(Provided records)

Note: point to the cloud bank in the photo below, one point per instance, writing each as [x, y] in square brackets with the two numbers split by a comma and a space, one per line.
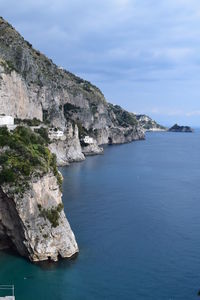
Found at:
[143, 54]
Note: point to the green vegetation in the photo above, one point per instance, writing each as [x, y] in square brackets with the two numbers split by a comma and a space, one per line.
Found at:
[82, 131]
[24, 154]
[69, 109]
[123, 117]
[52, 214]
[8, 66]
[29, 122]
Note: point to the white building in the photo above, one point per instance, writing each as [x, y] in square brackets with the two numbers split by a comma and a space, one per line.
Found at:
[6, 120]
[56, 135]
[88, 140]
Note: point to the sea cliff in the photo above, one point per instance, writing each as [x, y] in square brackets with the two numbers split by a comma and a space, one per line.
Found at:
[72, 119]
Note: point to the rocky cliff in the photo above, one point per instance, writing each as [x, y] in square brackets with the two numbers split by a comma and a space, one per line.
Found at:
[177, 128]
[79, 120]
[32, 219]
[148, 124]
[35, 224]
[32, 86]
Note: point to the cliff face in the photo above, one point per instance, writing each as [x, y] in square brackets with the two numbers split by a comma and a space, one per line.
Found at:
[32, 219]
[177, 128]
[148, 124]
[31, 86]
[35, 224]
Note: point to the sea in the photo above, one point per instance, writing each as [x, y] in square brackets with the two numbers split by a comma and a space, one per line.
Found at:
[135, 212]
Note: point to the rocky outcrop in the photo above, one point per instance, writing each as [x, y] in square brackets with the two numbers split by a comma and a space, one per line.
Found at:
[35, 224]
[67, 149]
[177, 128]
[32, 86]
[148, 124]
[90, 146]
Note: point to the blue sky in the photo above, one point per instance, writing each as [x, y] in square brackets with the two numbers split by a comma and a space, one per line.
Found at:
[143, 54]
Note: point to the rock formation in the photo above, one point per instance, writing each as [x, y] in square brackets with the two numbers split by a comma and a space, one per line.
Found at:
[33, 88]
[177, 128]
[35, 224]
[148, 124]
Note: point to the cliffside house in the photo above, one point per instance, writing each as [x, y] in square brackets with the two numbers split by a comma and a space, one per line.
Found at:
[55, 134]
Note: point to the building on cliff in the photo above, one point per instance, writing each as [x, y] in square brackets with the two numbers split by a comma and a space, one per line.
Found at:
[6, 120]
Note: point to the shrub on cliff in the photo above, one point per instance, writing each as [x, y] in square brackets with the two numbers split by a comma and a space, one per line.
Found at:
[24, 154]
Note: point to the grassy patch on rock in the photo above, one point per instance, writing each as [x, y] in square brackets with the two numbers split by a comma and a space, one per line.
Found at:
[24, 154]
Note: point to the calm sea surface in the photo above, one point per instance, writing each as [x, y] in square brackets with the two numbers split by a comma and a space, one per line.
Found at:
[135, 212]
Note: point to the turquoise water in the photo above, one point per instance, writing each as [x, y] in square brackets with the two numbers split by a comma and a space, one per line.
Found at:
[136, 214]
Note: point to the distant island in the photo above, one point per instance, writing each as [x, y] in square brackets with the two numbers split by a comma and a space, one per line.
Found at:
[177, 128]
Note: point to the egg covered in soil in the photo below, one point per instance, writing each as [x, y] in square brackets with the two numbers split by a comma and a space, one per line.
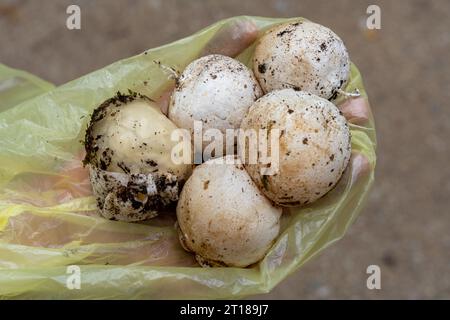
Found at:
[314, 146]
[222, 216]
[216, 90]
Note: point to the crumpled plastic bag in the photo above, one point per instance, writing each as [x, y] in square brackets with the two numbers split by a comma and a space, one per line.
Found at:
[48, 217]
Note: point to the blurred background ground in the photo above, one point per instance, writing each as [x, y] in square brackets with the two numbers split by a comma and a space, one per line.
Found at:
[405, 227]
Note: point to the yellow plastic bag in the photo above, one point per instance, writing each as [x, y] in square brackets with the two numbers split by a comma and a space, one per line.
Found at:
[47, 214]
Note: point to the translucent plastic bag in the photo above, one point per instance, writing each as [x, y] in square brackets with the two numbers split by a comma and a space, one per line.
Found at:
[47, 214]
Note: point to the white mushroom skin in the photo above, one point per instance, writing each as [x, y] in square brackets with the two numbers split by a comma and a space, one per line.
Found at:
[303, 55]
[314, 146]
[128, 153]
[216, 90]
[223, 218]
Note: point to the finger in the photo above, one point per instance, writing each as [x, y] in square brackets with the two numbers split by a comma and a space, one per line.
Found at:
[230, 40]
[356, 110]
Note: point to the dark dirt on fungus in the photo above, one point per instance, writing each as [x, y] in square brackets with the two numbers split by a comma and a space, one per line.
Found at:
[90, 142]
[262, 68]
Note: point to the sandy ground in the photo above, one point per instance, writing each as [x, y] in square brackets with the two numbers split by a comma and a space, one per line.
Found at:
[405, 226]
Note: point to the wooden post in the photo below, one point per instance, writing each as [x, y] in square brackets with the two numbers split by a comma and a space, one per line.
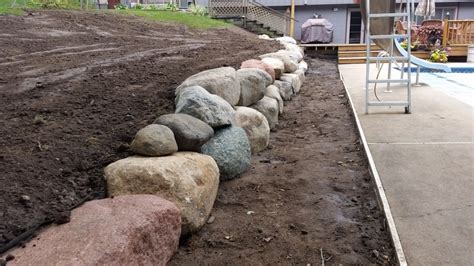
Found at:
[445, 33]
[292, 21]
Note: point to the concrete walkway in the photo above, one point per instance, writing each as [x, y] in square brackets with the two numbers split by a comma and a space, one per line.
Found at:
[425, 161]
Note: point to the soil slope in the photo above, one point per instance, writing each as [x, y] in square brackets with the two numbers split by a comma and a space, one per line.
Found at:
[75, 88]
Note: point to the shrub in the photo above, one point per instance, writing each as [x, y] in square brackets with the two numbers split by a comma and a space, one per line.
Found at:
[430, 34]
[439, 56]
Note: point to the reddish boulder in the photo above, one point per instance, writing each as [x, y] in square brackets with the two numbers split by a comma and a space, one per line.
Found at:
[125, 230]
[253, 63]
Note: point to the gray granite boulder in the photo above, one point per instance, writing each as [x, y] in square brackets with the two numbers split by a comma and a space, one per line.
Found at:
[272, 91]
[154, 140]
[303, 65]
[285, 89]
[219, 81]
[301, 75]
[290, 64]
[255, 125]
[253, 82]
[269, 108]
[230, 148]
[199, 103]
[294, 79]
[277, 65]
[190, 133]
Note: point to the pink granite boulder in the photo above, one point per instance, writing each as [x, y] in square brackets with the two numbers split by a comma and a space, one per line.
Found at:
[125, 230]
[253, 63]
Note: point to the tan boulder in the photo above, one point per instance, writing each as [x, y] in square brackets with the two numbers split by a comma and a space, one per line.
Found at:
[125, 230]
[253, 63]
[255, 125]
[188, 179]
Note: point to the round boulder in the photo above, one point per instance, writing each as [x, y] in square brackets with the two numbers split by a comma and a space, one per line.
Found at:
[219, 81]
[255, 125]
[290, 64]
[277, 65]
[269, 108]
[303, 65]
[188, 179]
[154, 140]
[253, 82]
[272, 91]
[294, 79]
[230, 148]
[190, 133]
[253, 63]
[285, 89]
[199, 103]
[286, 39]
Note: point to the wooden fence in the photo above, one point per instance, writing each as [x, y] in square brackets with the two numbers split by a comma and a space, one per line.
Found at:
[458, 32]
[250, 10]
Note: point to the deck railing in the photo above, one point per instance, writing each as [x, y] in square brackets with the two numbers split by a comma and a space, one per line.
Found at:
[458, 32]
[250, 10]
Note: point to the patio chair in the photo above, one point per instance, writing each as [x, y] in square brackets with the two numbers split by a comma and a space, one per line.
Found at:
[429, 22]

(End Provided records)

[Exercise details]
Could you write the entries out again exactly, without their pictures?

[Solution for this problem]
Note: point to the cloud bank in the photo below, one point per instance, writing each as [x, y] in square brackets with the two numbers split by a comma and a space, one per line.
Found at:
[143, 54]
Note: point to the green vegetation in the photo above, one point per instance, writing each as [x, y] in square brackets with the two numbers split by a comma and a space, one per line.
Found at:
[82, 131]
[24, 154]
[69, 109]
[123, 117]
[52, 214]
[8, 66]
[29, 122]
Note: point to the white building in the photo above, one point per instance, writing each as [x, y] in square brackets with the two numbers split by a comma and a space, one per line.
Found at:
[6, 120]
[56, 135]
[88, 140]
Note: point to the sea cliff in the photo above, one point per instance, writing each as [x, y] in square brackets with the two numbers split by a comma and a space, one per line.
Found at:
[72, 119]
Note: point to the rocky cliff in the photo above, one point per instance, writing each as [x, y] in square brackets with the two numbers split by a comma and a space, one per line.
Found at:
[177, 128]
[79, 120]
[32, 219]
[148, 124]
[35, 224]
[32, 86]
Note: point to the cliff face in the photo above, one point per instance, writing each as [x, y] in square brackets with the two numbers split by a comma and a space, one per line.
Found at:
[32, 219]
[177, 128]
[148, 124]
[31, 86]
[35, 224]
Note: point to the sea in the photo above, one point per instance, writing each as [x, y] in square brackets with the two numbers split by a comma and a space, one per line.
Found at:
[135, 212]
Note: point to the rocky outcrop in the photo above, one point per instance, writing each as [x, y] in square brackets with the two numbers split by a comma and a space, one per line.
Found at:
[35, 224]
[67, 149]
[177, 128]
[32, 86]
[148, 124]
[90, 146]
Note: point to the blue sky in the photo above, one point per instance, writing each as [x, y] in square brackets with the two numbers split by a comma and a space, one per line.
Found at:
[143, 54]
Note: point to the rock formation in the photo above, one point per instance, writing each as [x, y] in square brackets with the two numbers split by a comma and a space, one per line.
Found at:
[33, 88]
[177, 128]
[35, 224]
[148, 124]
Note: point to the cliffside house in the photo above, one point per instance, writing each as [x, y] in square brackets with the two numbers split by a comma and a space, one per line.
Found at:
[55, 134]
Note: point to the building on cliff in the photo above, one point per instance, writing each as [x, y] in square brackets with the two numbers split by a comma and a space, one per line.
Found at:
[6, 120]
Note: point to the shrub on cliff in the photo above, one point per instance, writing each as [x, y] in square brackets with the two numbers split by a comma and a space, one per line.
Found at:
[24, 154]
Note: point to the grassy patch on rock in the photo above, one point per instance, writing each as [x, y] in square brackets with the two numbers split by a comma and a space, one per line.
Found at:
[24, 154]
Note: point to the calm sea surface in the photo above, one point per instance, writing each as [x, y] in square brackets with the two numbers split by a comma and a space, one per line.
Found at:
[135, 212]
Note: point to the turquoise water in the photo above, one point per instance, writing each as [x, y] in square brackets with the two numbers split by a comma and a space, one per line.
Found at:
[136, 214]
Note: point to the distant island in the photo above, one point per instance, writing each as [x, y] in square brackets with the two numbers split by a comma and a space, one per line.
Found at:
[177, 128]
Note: point to the egg covered in soil in the photo below, one point per instance, writing each as [x, y] in square brackets with the two numbers split by a comma and a space, one per line.
Found at:
[314, 146]
[222, 216]
[216, 90]
Note: point to the crumpled plastic bag in the photo above, one point per instance, writing each as [x, y] in square brackets with the two numbers split by a comma and a space, one per line.
Found at:
[48, 217]
Note: point to the blurred background ground in the photo above, one point per instance, writing each as [x, y] in square brackets with the two numbers split by a comma and a space, one per line.
Found at:
[405, 227]
Note: point to the yellow plastic bag in the photo above, one point per instance, writing each as [x, y] in square brackets with the two numbers split by a comma and a space, one per line.
Found at:
[47, 214]
Note: point to the translucent plastic bag in the photo above, one point per instance, writing each as [x, y] in square brackets with the two numbers split by a comma and a space, one per line.
Found at:
[47, 214]
Note: point to the white mushroom skin in the photo above, one point per instance, writing each as [x, y] in square brackets with the two numbers split by a comma and a space, one per line.
Found at:
[303, 55]
[314, 146]
[128, 153]
[216, 90]
[223, 218]
Note: point to the finger in the photo above, one point per instance, writing each as [x, y] in square brackets with the two numbers split by a comma and a space, one per line.
Found at:
[230, 40]
[356, 110]
Note: point to the dark dirt on fungus in the photo above, one point per instance, writing each as [x, y] in square brackets with the two numbers split by a comma and a space, one per line.
Found at:
[90, 142]
[262, 68]
Note: point to the sandy ground in the photo above, one point per instance, writing each as [x, y] in square brackets with the two numbers split by a comma and a space, one per line.
Found at:
[405, 226]
Note: point to the wooden post in the photo below, one point per instance, writing each as [x, y] in square brackets with the two numbers split by a comma and a space, one per line.
Found at:
[445, 33]
[292, 21]
Note: point to the concrete walkway in the photo above, one point per instance, writing each as [x, y] in square brackets with the two numbers split by a comma and a space, one per line.
Found at:
[425, 161]
Note: point to the soil slope in the photo above, one point per instance, writing each as [x, y] in square brackets with the two numbers split by a comma and a space, one per line.
Found at:
[75, 88]
Note: point to the shrub in the photo above, one point per instance, writing each as [x, y] in square brackets with the two numbers split by a comma and a space, one per line.
Found at:
[430, 34]
[439, 56]
Note: point to the reddish boulder in the photo above, one point per instance, writing each as [x, y] in square brackets with the two numbers split by a comma and a space, one per line.
Found at:
[125, 230]
[253, 63]
Note: point to the gray granite boulder in the photo above, one point per instance, writing each as [x, y] in square brackets with the two numbers split by a comma and a space, one per line.
Found at:
[272, 91]
[154, 140]
[303, 65]
[285, 89]
[219, 81]
[301, 75]
[290, 64]
[255, 125]
[253, 82]
[269, 108]
[230, 148]
[199, 103]
[294, 79]
[277, 65]
[190, 133]
Note: point to the pink granite boulder in the photo above, one point per instance, writing each as [x, y] in square brackets with the two numbers split by a comma and a space, one per line.
Found at:
[125, 230]
[253, 63]
Note: point to the tan boulder in the photo above, one point per instance, writing each as [x, y] in square brackets with the two numbers split by a comma and a space, one per line.
Found at:
[125, 230]
[253, 63]
[255, 125]
[188, 179]
Note: point to the round boulder in the photo above, one point per instance, writing each as [x, y] in square brackets with the two numbers split by a comma and a space, one per line.
Found at:
[219, 81]
[255, 125]
[290, 64]
[277, 65]
[269, 108]
[303, 65]
[188, 179]
[154, 140]
[253, 82]
[272, 91]
[294, 79]
[230, 148]
[190, 133]
[253, 63]
[285, 89]
[199, 103]
[286, 39]
Note: point to the wooden fence in the photo above, one point per instance, writing each as [x, y] in square brackets with the two numbers split by a comma and a space, one per line.
Found at:
[458, 32]
[250, 10]
Note: point to the deck railing in the photo above, one point per instance, writing each as [x, y] in square brackets with the two numbers split by a comma and a space, one per line.
Found at:
[458, 32]
[250, 10]
Note: point to the patio chair in the photo above, one point per instance, writing each as [x, y] in square brackets with the two numbers split by a comma and a space, one per line.
Found at:
[429, 22]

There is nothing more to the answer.